--- begin Supplied records ---
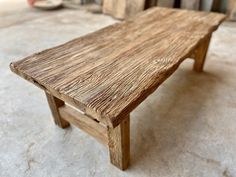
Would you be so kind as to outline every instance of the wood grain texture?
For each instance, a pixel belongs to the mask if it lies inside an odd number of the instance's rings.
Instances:
[[[155,7],[18,62],[13,72],[115,127],[225,15]]]
[[[211,35],[206,37],[194,51],[195,61],[194,61],[193,69],[197,72],[203,71],[210,41],[211,41]]]
[[[108,136],[107,128],[105,126],[69,106],[60,107],[59,113],[63,119],[77,126],[84,132],[96,138],[100,143],[107,146]]]
[[[66,120],[64,120],[60,113],[59,113],[59,108],[64,105],[64,101],[59,100],[58,98],[52,96],[51,94],[45,92],[47,100],[48,100],[48,105],[51,109],[53,120],[56,125],[58,125],[61,128],[66,128],[70,124]]]
[[[129,115],[116,128],[108,128],[110,161],[125,170],[130,162],[130,117]]]

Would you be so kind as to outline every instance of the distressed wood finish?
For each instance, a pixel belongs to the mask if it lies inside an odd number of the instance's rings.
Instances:
[[[63,119],[77,126],[89,135],[93,136],[100,143],[104,145],[108,144],[106,126],[101,125],[99,122],[93,120],[90,117],[87,117],[86,115],[69,106],[60,107],[59,113]]]
[[[59,108],[63,106],[65,103],[64,101],[52,96],[51,94],[45,92],[47,100],[48,100],[48,105],[51,109],[53,120],[56,125],[58,125],[61,128],[66,128],[70,124],[66,120],[64,120],[60,113],[59,113]]]
[[[108,128],[108,146],[113,165],[125,170],[130,161],[130,117],[129,115],[116,128]]]
[[[10,67],[86,115],[116,127],[224,18],[155,7]]]

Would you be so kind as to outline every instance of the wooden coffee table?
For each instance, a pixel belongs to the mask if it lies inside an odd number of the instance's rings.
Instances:
[[[45,91],[59,127],[72,123],[108,145],[111,163],[125,170],[130,112],[185,59],[194,58],[194,70],[201,72],[212,32],[224,18],[152,8],[10,68]]]

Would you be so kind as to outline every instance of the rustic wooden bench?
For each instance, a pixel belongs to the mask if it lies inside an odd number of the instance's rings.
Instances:
[[[130,112],[186,58],[202,71],[212,32],[224,18],[157,7],[10,68],[45,91],[59,127],[72,123],[108,145],[111,163],[124,170]]]

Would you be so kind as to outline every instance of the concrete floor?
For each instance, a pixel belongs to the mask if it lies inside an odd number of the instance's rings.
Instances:
[[[236,177],[236,24],[213,35],[204,73],[186,60],[133,111],[131,166],[121,172],[93,138],[54,126],[44,93],[8,67],[115,21],[19,1],[0,0],[0,177]]]

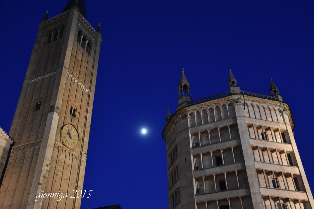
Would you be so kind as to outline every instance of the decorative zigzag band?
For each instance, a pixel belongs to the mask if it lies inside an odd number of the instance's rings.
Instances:
[[[71,78],[71,79],[72,79],[72,80],[74,81],[74,83],[76,83],[77,84],[77,85],[79,86],[81,88],[83,88],[83,89],[85,90],[85,91],[86,91],[87,93],[88,93],[88,94],[89,94],[89,90],[87,88],[86,88],[85,86],[84,85],[84,84],[81,83],[80,82],[78,81],[78,80],[77,80],[75,78],[74,76],[73,76],[72,75],[70,74],[70,73],[69,73],[69,72],[68,72],[68,76],[69,78]]]
[[[30,81],[30,83],[32,82],[34,82],[35,81],[37,81],[38,80],[40,80],[42,78],[47,78],[50,76],[52,75],[53,74],[55,74],[57,73],[57,70],[53,72],[51,72],[51,73],[49,73],[43,76],[39,76],[37,78],[33,78],[32,79],[31,79]]]

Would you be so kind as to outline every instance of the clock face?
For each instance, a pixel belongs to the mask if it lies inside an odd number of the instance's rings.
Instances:
[[[65,124],[61,128],[61,138],[63,144],[67,147],[73,149],[78,142],[78,133],[72,124]]]

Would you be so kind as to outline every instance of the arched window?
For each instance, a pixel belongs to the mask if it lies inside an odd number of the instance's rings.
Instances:
[[[73,107],[73,106],[71,106],[71,108],[70,109],[70,114],[72,117],[75,118],[75,114],[76,113],[76,109]]]
[[[34,109],[34,111],[39,110],[40,109],[40,105],[41,104],[41,101],[36,102],[36,103],[35,103],[35,108]]]
[[[52,40],[52,31],[49,31],[48,32],[48,34],[47,35],[47,43],[49,44],[49,43],[51,42]]]
[[[85,45],[86,44],[86,41],[87,40],[86,36],[83,36],[83,38],[82,39],[82,43],[81,43],[81,46],[84,49],[85,49]]]
[[[57,39],[59,39],[62,38],[62,35],[63,34],[63,26],[62,26],[58,29],[58,37],[57,38]]]
[[[57,38],[58,38],[58,29],[57,28],[55,29],[54,30],[53,30],[53,33],[52,33],[52,39],[51,41],[51,42],[54,41],[55,41],[57,39]]]
[[[78,44],[81,44],[81,37],[82,37],[82,36],[83,35],[82,31],[80,30],[78,31],[78,37],[76,39],[76,42],[78,43]]]
[[[90,54],[90,50],[92,48],[91,42],[90,40],[88,40],[87,44],[86,45],[86,49],[85,50],[88,54]]]

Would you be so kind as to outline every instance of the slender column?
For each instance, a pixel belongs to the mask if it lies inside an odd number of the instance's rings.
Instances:
[[[88,43],[88,40],[86,40],[86,42],[85,43],[85,45],[84,46],[84,49],[85,50],[86,50],[86,47],[87,45],[87,43]]]
[[[284,182],[284,189],[288,189],[288,188],[287,187],[287,185],[286,185],[285,181],[284,180],[284,173],[282,172],[280,173],[281,174],[282,181]]]
[[[218,127],[217,128],[218,129],[218,134],[219,135],[219,141],[221,142],[221,138],[220,137],[220,127]]]
[[[241,203],[241,209],[243,209],[243,203],[242,202],[242,197],[239,197],[240,199],[240,202]]]
[[[213,176],[214,177],[214,183],[215,184],[215,191],[217,191],[217,187],[216,186],[216,175],[215,174],[213,174]]]
[[[51,31],[51,38],[50,39],[50,42],[49,42],[50,43],[52,42],[52,40],[53,40],[53,32],[52,32],[52,31]]]
[[[257,138],[257,137],[256,137],[256,131],[255,130],[255,126],[254,126],[254,123],[252,125],[252,126],[253,127],[253,131],[254,131],[254,136],[255,136],[255,138]]]
[[[273,141],[275,141],[274,140],[274,136],[273,134],[273,132],[272,131],[272,127],[269,127],[269,131],[270,131],[270,134],[272,135],[272,138],[273,139]]]
[[[280,204],[280,206],[281,208],[281,209],[284,209],[282,207],[282,204],[281,204],[281,198],[280,197],[278,198],[279,199],[279,204]]]
[[[200,147],[201,145],[201,134],[199,131],[197,132],[197,133],[198,135],[198,142],[199,142],[199,146]]]
[[[235,159],[235,154],[233,153],[233,147],[230,147],[230,148],[231,148],[231,151],[232,152],[232,158],[233,159],[233,162],[236,162],[236,159]]]
[[[214,162],[213,160],[213,151],[210,151],[210,158],[212,159],[212,167],[214,166]]]
[[[206,188],[205,187],[205,177],[203,175],[202,177],[203,178],[203,184],[204,185],[204,193],[206,193]]]
[[[274,180],[275,181],[275,185],[276,185],[276,186],[277,188],[279,188],[278,185],[277,185],[277,182],[276,181],[276,180],[277,178],[277,177],[275,175],[275,172],[273,170],[272,171],[272,173],[273,173],[273,176],[274,177]]]
[[[268,120],[268,118],[267,117],[267,114],[266,113],[266,108],[264,108],[264,107],[263,107],[263,109],[264,110],[264,112],[265,113],[265,117],[266,117],[266,120]],[[271,115],[271,114],[270,114]],[[262,118],[262,116],[261,116],[261,118]]]
[[[277,152],[277,148],[275,148],[275,152],[276,152],[276,155],[277,156],[277,159],[278,160],[278,164],[282,164],[282,162],[281,162],[279,161],[279,158],[278,156],[278,152]]]
[[[293,183],[293,186],[294,187],[295,190],[295,191],[297,191],[296,189],[296,187],[295,186],[295,183],[294,182],[294,179],[293,179],[293,174],[292,173],[290,174],[290,175],[291,175],[291,178],[292,179],[292,183]]]
[[[208,123],[210,123],[210,121],[209,120],[209,111],[208,111],[208,110],[206,111],[206,112],[207,113],[207,119],[208,120],[207,121],[208,121]]]
[[[289,204],[290,204],[290,207],[291,208],[291,209],[292,209],[292,202],[291,202],[291,200],[290,199],[290,198],[288,198],[288,201],[289,201]]]
[[[250,127],[248,126],[247,127],[247,131],[249,132],[249,136],[250,138],[252,138],[252,136],[251,136],[251,132],[250,131]]]
[[[265,170],[264,169],[263,169],[263,175],[264,175],[264,178],[265,180],[265,184],[266,185],[266,187],[270,187],[269,185],[267,185],[268,184],[267,183],[267,182],[268,181],[267,180],[267,177],[266,176],[266,174],[265,174]]]
[[[231,132],[230,132],[230,125],[227,125],[228,127],[228,130],[229,131],[229,136],[230,138],[230,140],[231,140],[232,139],[231,138]]]
[[[281,141],[281,143],[283,143],[284,140],[282,140],[282,136],[281,136],[281,132],[280,132],[280,129],[279,128],[278,128],[278,131],[279,132],[279,137],[280,137],[280,140]]]
[[[269,162],[271,163],[271,162],[270,161],[270,157],[269,157],[269,153],[268,151],[268,147],[266,148],[266,151],[267,152],[267,155],[268,156],[268,160],[269,161]]]
[[[238,178],[238,171],[236,170],[235,171],[235,173],[236,173],[236,182],[238,184],[238,188],[240,188],[240,185],[239,184],[239,179]]]
[[[299,206],[300,207],[300,208],[302,208],[302,207],[301,206],[301,200],[298,199],[298,202],[299,202]]]
[[[203,167],[203,154],[202,153],[200,153],[199,155],[201,156],[201,165],[202,166],[202,168],[204,168]]]
[[[268,199],[269,200],[269,204],[270,204],[270,208],[271,209],[273,209],[273,206],[272,204],[272,198],[270,196],[268,196]]]
[[[227,173],[225,172],[224,172],[224,174],[225,174],[225,180],[226,181],[226,188],[228,190],[228,184],[227,183]]]
[[[221,153],[221,159],[222,160],[222,165],[225,165],[225,162],[224,161],[224,155],[222,154],[222,149],[220,149],[220,152]]]
[[[203,111],[201,112],[201,120],[202,121],[202,124],[204,124],[204,120],[203,120]]]
[[[58,29],[58,34],[57,35],[57,40],[59,39],[59,36],[60,34],[60,29]]]
[[[208,134],[208,139],[209,140],[209,144],[212,144],[210,141],[210,130],[209,129],[207,129],[207,133]]]
[[[289,160],[288,159],[288,156],[287,155],[287,151],[286,151],[285,149],[284,150],[284,155],[286,156],[287,164],[288,164],[288,165],[290,165],[290,164],[289,163]]]
[[[265,139],[265,140],[266,140],[266,136],[265,136],[265,131],[264,130],[264,128],[263,127],[263,125],[261,125],[261,126],[262,127],[262,131],[263,132],[263,136],[264,136],[264,138]]]
[[[257,151],[258,152],[258,156],[259,156],[259,161],[261,162],[263,162],[262,160],[262,157],[261,157],[261,154],[259,152],[259,146],[257,146]]]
--- end Supplied records ---
Prompt:
Shift every coordinate by adding 113, and write out in full the stretch from the first line through the line that contains "[[[155,7],[18,62],[13,72],[115,127],[225,15]]]", leaving out the pictures.

Completed task:
Would you be so kind as to outline every instance of the wood grain texture?
For each instance, a pixel belongs to the mask if it lies inside an odd number of the instance's rings.
Instances:
[[[268,120],[131,175],[126,185],[228,240],[338,128]]]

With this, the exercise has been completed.